<<<<

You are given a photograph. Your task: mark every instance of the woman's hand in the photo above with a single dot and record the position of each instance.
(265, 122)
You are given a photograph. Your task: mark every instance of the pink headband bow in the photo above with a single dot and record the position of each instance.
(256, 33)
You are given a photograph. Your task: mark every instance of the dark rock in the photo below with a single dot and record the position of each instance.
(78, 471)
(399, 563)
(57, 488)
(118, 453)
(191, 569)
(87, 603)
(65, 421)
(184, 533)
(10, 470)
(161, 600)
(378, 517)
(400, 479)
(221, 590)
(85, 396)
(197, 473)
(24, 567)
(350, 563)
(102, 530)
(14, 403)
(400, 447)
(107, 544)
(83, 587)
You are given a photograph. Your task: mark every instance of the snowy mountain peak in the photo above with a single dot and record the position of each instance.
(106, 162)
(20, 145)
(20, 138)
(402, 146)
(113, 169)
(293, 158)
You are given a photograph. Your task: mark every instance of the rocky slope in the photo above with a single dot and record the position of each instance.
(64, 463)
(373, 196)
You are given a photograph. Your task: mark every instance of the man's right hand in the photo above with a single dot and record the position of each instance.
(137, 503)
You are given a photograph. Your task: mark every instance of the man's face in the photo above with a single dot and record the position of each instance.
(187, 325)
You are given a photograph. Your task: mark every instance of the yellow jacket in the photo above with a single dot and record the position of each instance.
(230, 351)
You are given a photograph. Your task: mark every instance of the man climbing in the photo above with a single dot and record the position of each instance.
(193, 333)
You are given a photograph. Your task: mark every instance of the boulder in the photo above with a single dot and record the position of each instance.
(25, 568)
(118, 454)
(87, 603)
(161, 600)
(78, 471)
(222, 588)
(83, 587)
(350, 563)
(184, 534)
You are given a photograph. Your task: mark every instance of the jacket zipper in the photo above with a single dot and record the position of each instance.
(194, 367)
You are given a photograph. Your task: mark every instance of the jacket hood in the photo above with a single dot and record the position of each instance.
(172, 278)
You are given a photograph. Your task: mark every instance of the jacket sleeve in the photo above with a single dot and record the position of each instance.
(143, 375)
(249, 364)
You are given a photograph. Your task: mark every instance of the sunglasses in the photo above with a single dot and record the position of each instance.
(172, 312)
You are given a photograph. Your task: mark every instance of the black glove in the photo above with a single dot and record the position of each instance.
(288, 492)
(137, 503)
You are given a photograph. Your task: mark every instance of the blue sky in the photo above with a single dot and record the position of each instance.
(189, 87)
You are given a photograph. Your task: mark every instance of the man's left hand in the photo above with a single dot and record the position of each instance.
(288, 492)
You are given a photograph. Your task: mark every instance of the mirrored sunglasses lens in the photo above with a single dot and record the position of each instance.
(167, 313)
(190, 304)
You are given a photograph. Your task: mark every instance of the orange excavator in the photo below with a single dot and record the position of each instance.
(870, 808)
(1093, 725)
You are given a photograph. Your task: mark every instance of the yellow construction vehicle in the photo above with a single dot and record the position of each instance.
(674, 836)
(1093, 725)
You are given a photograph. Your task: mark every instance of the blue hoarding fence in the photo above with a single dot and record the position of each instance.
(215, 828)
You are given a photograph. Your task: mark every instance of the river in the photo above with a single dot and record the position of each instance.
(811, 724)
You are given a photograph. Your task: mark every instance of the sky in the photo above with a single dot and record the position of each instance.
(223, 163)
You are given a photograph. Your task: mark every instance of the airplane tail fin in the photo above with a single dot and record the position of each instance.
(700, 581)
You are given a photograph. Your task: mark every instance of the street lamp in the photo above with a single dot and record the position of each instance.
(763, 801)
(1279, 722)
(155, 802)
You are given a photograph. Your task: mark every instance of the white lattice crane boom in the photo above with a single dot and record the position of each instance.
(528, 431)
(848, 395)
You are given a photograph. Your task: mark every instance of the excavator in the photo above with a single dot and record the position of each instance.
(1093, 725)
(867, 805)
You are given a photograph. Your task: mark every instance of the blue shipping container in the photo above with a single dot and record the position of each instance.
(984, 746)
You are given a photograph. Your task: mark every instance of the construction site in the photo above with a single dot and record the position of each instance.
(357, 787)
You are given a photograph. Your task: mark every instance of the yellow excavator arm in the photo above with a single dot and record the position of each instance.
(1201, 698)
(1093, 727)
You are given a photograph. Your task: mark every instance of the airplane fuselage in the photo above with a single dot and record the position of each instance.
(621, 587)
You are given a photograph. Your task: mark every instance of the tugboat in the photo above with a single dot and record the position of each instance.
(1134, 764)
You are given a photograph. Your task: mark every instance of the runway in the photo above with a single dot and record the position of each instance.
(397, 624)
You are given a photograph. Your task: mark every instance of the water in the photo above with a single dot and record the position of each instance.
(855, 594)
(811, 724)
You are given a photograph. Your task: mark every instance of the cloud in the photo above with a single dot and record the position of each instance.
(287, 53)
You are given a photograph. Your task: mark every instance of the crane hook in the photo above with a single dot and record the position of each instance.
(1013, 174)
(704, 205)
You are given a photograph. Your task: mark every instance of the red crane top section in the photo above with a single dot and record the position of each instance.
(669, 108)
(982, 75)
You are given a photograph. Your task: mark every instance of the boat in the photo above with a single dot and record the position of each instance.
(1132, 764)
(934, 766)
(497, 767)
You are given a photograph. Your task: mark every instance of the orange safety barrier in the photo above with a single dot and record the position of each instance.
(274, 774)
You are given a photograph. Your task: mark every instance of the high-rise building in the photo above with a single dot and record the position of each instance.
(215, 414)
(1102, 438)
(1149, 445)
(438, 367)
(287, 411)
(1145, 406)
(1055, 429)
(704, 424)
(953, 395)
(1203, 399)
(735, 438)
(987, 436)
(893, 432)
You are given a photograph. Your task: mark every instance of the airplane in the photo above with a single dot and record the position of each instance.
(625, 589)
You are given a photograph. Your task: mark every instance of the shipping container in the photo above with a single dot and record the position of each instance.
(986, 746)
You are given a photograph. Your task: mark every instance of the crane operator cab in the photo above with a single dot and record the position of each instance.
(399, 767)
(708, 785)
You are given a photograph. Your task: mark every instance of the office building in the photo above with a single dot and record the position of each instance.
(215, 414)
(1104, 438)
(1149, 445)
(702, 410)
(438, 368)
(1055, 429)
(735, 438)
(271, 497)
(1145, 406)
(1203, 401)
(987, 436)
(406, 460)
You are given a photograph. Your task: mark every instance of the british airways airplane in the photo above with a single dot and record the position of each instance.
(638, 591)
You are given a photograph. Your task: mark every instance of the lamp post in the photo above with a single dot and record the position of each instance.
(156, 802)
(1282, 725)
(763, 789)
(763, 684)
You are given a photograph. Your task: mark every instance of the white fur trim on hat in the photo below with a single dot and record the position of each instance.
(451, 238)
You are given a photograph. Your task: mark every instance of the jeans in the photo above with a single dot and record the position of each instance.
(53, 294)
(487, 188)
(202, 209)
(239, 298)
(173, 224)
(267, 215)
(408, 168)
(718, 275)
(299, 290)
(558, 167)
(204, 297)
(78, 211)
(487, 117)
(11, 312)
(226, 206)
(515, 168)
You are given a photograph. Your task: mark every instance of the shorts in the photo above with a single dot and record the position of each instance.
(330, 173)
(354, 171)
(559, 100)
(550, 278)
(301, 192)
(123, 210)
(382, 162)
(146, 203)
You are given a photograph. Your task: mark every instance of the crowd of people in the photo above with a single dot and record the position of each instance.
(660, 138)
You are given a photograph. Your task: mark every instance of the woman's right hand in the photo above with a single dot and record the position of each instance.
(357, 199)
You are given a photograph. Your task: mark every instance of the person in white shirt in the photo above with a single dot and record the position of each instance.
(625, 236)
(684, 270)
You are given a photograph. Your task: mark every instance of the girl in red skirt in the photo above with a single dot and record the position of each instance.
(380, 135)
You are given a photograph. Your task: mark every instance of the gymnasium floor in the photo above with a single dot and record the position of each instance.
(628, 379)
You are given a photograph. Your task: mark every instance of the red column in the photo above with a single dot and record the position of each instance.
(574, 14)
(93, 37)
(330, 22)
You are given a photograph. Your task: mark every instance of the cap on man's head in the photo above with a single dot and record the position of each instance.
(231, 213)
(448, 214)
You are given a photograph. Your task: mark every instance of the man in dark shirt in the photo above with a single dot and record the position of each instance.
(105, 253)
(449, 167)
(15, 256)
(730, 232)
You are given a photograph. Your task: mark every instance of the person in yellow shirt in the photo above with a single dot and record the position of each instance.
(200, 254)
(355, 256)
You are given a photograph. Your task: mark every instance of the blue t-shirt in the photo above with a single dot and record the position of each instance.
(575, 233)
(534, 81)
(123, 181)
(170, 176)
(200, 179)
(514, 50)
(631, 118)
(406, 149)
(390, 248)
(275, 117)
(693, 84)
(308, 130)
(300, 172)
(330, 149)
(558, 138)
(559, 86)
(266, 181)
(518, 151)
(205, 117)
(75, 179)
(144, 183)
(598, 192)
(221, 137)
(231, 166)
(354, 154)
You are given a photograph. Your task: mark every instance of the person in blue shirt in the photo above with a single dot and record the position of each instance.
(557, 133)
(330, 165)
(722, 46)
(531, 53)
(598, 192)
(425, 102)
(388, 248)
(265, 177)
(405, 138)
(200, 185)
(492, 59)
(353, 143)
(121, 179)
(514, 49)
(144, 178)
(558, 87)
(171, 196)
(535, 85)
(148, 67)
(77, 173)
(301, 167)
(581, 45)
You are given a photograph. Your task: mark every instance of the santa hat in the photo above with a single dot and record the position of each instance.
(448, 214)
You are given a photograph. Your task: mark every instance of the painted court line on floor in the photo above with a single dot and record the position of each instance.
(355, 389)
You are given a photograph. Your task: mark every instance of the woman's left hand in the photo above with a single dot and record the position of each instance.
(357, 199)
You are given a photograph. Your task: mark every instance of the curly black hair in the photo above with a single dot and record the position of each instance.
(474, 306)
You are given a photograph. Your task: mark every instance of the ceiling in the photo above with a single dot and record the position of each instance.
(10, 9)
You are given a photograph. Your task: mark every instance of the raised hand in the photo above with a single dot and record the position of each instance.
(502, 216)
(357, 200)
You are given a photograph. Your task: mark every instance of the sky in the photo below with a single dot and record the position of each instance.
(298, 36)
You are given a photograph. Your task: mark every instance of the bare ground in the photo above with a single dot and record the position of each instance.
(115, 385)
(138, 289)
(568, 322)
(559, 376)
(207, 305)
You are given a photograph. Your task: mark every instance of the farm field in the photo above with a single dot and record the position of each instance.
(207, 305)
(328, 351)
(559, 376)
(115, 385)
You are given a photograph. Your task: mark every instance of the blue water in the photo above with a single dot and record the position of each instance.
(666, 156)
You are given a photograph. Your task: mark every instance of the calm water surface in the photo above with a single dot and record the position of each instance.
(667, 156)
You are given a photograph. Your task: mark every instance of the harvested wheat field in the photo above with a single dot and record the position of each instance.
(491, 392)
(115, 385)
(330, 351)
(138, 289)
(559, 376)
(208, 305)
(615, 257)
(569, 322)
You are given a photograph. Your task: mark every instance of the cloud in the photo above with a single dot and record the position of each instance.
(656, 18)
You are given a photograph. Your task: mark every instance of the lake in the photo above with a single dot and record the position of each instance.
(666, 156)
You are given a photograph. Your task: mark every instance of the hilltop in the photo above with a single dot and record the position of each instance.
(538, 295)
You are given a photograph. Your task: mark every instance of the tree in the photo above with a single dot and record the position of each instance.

>>>>

### TASK PROMPT
Everything from the line containing "of the harvested" through the final line of the listing, inclusive, must be reproduced exactly; leave out the rest.

### THE OUTPUT
You are given a photograph. Your task: mark every instance of the harvested wheat field in the photo above with a single dot and record the position of each instance.
(491, 392)
(115, 385)
(330, 351)
(138, 289)
(559, 376)
(208, 305)
(615, 257)
(569, 322)
You are given a photograph. Your task: mark every instance of the cloud in the photo above with a single dot and record the position of each instance.
(656, 18)
You are given a photograph. Your task: mark every instance of the lake in the photo above with a single dot and record the position of each instance.
(666, 156)
You are given a photograph. Your task: mark every instance of the hilltop in the photo above with a single dot and record the position of each instance.
(538, 295)
You are given a photograph. Your task: mark every instance of the tree in the photo above with a single dot and record the position of each instance.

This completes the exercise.